→ WHAT IS EXPECTED
Reproduce every record below word for word and include no pictures.

(Stored items)
━━━━

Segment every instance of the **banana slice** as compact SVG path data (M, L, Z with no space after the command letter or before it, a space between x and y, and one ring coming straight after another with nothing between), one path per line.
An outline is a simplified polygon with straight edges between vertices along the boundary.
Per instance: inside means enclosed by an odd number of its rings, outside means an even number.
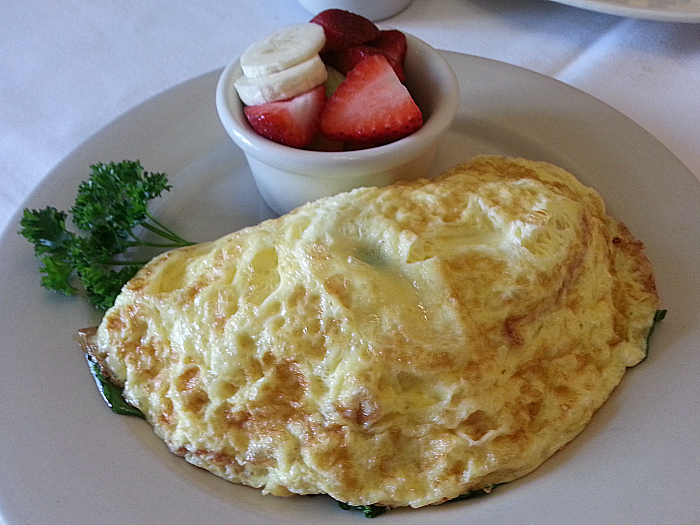
M318 24L293 24L255 42L241 55L241 69L250 78L277 73L318 54L326 34Z
M264 77L241 76L234 82L238 96L247 106L296 97L326 81L328 72L321 57L309 60Z

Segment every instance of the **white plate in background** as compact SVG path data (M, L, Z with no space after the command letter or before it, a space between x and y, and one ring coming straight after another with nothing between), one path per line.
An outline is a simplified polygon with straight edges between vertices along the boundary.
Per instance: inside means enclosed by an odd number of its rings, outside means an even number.
M700 0L553 0L589 11L662 22L700 22Z

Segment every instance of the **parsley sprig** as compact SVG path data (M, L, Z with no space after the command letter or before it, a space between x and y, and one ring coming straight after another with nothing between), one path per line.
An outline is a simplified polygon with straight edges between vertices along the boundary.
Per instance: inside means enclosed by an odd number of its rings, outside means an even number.
M79 233L66 227L68 213L51 206L25 209L19 233L34 244L42 263L42 286L73 295L78 291L74 286L77 277L90 303L106 309L146 263L129 259L131 248L169 249L194 243L163 225L148 208L151 200L170 189L165 174L148 173L139 161L129 160L94 164L90 169L90 178L78 186L70 209ZM157 234L162 241L144 240L139 236L142 230Z

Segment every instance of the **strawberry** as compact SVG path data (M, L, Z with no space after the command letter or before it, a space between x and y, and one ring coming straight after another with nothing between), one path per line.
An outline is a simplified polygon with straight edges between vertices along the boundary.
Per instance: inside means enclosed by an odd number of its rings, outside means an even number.
M401 31L397 29L381 31L379 36L369 42L368 45L379 49L403 69L408 43L406 42L406 35Z
M293 148L305 148L319 131L320 115L326 104L326 88L287 100L243 108L248 122L263 137Z
M333 66L335 69L340 71L343 75L347 75L352 68L359 64L362 60L370 55L383 54L389 60L391 67L396 71L396 76L399 80L403 82L406 77L403 74L403 68L396 63L396 61L386 55L379 48L370 45L359 45L341 49L340 51L333 51L326 55L326 63Z
M374 40L380 34L379 28L371 20L342 9L321 11L311 22L319 24L326 33L326 44L321 53L358 46Z
M330 140L386 144L422 124L420 109L381 54L357 64L321 112L321 133Z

━━━━

→ ANSWER TO THIS EXERCISE
Segment every instance of the **banana slice** as compact SVG path data (M, L, Z with no space after the command letter or before it, a space between x and y, and one ring coming straight after another with nothing between), one path per line.
An outline is a simplified polygon with straight edges between vertices along the boundary.
Per instance: inside means enclosed by an odd number of its rings, outside means an even number.
M318 24L293 24L255 42L241 55L241 69L250 78L277 73L318 54L326 34Z
M264 77L241 76L234 82L238 96L247 106L296 97L326 81L328 72L321 57L309 60Z

Segment every instance of the **white plate in background** as compact SVG path data (M, L, Z with no space after the command letter or before it, a space between x and y, and one ring coming straight after another with nothing between), one path per line.
An outline is a simplified polygon with straight edges between vertices along the boundary.
Per instance: inside means enclosed by an odd number of its rings, outside means an even number.
M700 0L553 0L589 11L662 22L700 22Z

Segment every instance of the **parsley sprig** as compact SVG path data (M, L, Z with no space after the command letter or before it, a space between x and y, and one ring coming straight after another with nothing between), one path per line.
An outline is a simplified polygon with straight edges between vertices along the boundary.
Per instance: inside means enclosed by an odd number of its rings, outside means an even number.
M79 233L66 227L68 213L51 206L25 209L19 233L34 244L42 263L42 286L73 295L78 291L74 286L77 277L90 303L106 309L146 263L129 259L131 248L169 249L194 243L163 225L148 208L151 200L170 189L165 174L148 173L139 161L129 160L94 164L90 169L90 178L78 186L70 209ZM157 234L162 241L144 240L139 236L142 230Z

Segment every instance of the **strawberry** as compact SVG path data (M, L, Z with no space after the command letter or before it, a space between x and y, and one ring coming straight after another with nothing between), one path per line.
An outline is a simplified polygon with straight edges between vertices along the boundary.
Per instance: inside means enclosed by an odd number of its rings, outside means an even number.
M401 31L397 29L381 31L379 36L369 42L368 45L379 49L403 69L408 43L406 42L406 35Z
M293 148L305 148L319 131L320 115L326 104L326 88L287 100L243 108L248 122L263 137Z
M333 66L335 69L340 71L343 75L347 75L352 68L359 64L362 60L370 55L383 54L389 60L391 67L396 71L396 76L399 80L403 82L406 77L403 74L403 68L396 63L396 61L386 55L379 48L370 45L359 45L341 49L340 51L333 51L326 55L326 63Z
M374 40L380 34L379 28L371 20L342 9L321 11L311 22L319 24L326 33L326 44L321 53L358 46Z
M330 140L386 144L422 124L420 109L381 54L357 64L321 112L321 133Z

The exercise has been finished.